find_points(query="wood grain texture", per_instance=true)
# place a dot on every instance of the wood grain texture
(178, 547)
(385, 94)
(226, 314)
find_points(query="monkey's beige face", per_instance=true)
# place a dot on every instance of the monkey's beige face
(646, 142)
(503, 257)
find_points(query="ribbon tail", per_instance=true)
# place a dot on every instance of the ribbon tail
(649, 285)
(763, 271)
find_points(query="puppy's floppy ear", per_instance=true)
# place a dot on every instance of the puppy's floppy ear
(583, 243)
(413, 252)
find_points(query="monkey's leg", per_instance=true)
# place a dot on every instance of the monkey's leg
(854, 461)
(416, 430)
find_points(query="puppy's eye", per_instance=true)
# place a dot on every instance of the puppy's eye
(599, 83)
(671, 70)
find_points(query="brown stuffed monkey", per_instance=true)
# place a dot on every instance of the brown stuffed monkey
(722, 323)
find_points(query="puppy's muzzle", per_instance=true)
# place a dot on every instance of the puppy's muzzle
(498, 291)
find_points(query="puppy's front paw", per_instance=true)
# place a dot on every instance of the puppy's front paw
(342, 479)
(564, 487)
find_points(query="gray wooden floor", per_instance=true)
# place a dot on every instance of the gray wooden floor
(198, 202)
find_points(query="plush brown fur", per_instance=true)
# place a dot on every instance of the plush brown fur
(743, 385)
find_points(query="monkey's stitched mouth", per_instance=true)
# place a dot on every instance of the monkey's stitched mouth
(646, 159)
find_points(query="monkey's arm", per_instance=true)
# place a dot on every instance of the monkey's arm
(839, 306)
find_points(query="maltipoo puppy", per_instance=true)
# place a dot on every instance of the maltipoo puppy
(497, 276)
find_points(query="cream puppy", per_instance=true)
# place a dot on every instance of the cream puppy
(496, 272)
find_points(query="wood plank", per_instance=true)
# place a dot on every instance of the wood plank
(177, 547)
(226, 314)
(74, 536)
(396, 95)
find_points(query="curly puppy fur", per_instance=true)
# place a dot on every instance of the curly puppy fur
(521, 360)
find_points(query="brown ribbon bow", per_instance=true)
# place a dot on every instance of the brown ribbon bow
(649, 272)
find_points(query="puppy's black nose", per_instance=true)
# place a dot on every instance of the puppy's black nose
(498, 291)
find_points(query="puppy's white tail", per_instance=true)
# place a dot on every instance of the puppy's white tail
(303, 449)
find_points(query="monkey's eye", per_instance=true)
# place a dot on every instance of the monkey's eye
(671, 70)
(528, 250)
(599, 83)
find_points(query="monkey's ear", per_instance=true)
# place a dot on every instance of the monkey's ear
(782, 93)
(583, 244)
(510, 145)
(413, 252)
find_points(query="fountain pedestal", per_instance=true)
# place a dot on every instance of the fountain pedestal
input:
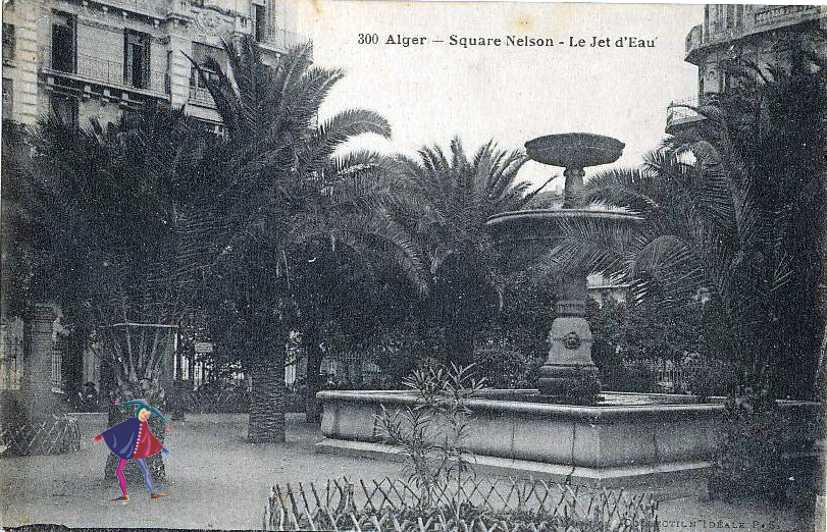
(570, 341)
(570, 338)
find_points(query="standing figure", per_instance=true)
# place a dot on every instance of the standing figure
(132, 439)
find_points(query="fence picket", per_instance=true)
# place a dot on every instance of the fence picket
(383, 505)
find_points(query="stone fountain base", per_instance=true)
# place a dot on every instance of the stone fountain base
(661, 439)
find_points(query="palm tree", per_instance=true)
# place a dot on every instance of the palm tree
(730, 212)
(100, 212)
(445, 200)
(284, 184)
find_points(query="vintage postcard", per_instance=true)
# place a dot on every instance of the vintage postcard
(397, 266)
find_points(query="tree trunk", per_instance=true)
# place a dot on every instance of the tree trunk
(312, 407)
(267, 401)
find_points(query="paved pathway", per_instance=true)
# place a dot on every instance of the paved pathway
(217, 480)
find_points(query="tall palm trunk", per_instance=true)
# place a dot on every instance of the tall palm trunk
(267, 401)
(312, 410)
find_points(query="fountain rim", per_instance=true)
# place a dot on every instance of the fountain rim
(592, 412)
(591, 149)
(556, 214)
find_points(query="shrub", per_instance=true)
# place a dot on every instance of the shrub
(749, 456)
(502, 367)
(705, 378)
(432, 433)
(634, 377)
(585, 389)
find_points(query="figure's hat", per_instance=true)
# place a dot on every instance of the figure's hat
(136, 405)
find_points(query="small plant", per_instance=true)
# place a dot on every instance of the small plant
(637, 377)
(505, 367)
(433, 431)
(749, 457)
(584, 390)
(706, 378)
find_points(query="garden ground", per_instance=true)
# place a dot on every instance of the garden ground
(217, 480)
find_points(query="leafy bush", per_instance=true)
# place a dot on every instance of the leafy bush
(634, 377)
(432, 432)
(750, 448)
(706, 378)
(585, 389)
(502, 367)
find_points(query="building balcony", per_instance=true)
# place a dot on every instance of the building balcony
(756, 19)
(89, 75)
(201, 96)
(682, 115)
(694, 38)
(280, 40)
(785, 15)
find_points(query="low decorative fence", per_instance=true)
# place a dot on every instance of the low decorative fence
(484, 505)
(57, 435)
(228, 401)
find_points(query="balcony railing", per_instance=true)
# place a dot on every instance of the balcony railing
(681, 113)
(104, 72)
(775, 14)
(281, 39)
(201, 96)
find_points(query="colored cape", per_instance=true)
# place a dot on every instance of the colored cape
(132, 439)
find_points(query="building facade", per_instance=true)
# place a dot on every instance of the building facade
(758, 33)
(731, 32)
(87, 59)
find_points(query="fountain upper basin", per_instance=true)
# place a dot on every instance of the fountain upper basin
(574, 150)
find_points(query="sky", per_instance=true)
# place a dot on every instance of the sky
(432, 92)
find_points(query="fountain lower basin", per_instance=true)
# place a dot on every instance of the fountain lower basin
(630, 439)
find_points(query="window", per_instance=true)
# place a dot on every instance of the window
(9, 42)
(57, 369)
(167, 77)
(136, 59)
(260, 22)
(706, 21)
(65, 109)
(64, 52)
(201, 54)
(8, 98)
(11, 354)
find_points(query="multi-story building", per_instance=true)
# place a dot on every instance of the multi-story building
(86, 59)
(100, 58)
(759, 33)
(731, 32)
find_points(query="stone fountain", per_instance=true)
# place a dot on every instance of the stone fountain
(628, 438)
(527, 234)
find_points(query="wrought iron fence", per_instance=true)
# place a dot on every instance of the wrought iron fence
(473, 504)
(201, 96)
(11, 354)
(54, 436)
(105, 71)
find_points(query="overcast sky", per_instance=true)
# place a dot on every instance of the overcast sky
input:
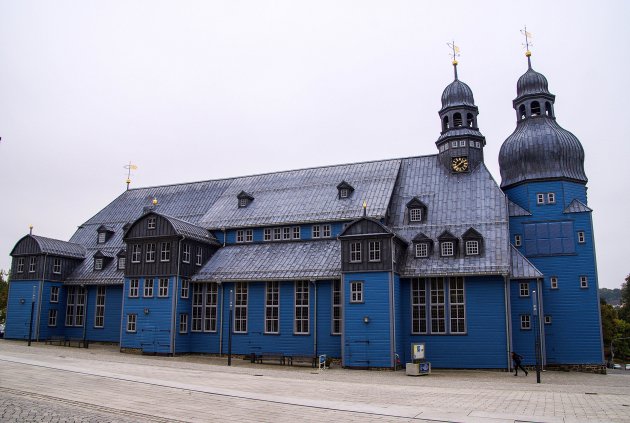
(197, 90)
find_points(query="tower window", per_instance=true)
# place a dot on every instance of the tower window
(457, 120)
(535, 108)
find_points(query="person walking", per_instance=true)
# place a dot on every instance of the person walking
(517, 363)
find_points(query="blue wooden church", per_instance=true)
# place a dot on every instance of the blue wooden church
(355, 261)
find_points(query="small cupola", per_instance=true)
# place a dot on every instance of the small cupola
(344, 190)
(244, 199)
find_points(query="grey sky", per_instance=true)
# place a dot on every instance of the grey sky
(196, 90)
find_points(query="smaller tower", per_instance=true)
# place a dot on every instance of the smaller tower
(460, 145)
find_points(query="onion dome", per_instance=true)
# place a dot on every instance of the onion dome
(539, 148)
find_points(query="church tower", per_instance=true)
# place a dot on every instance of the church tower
(460, 144)
(542, 174)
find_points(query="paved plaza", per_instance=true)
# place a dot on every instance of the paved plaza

##########

**Work to complete:** Gather up every line from the listing above in which the word "pedestal" occurs.

**Task answer:**
find_points(query="fountain pedestal", per_instance=true)
# place a dot on every instance of the fountain pedestal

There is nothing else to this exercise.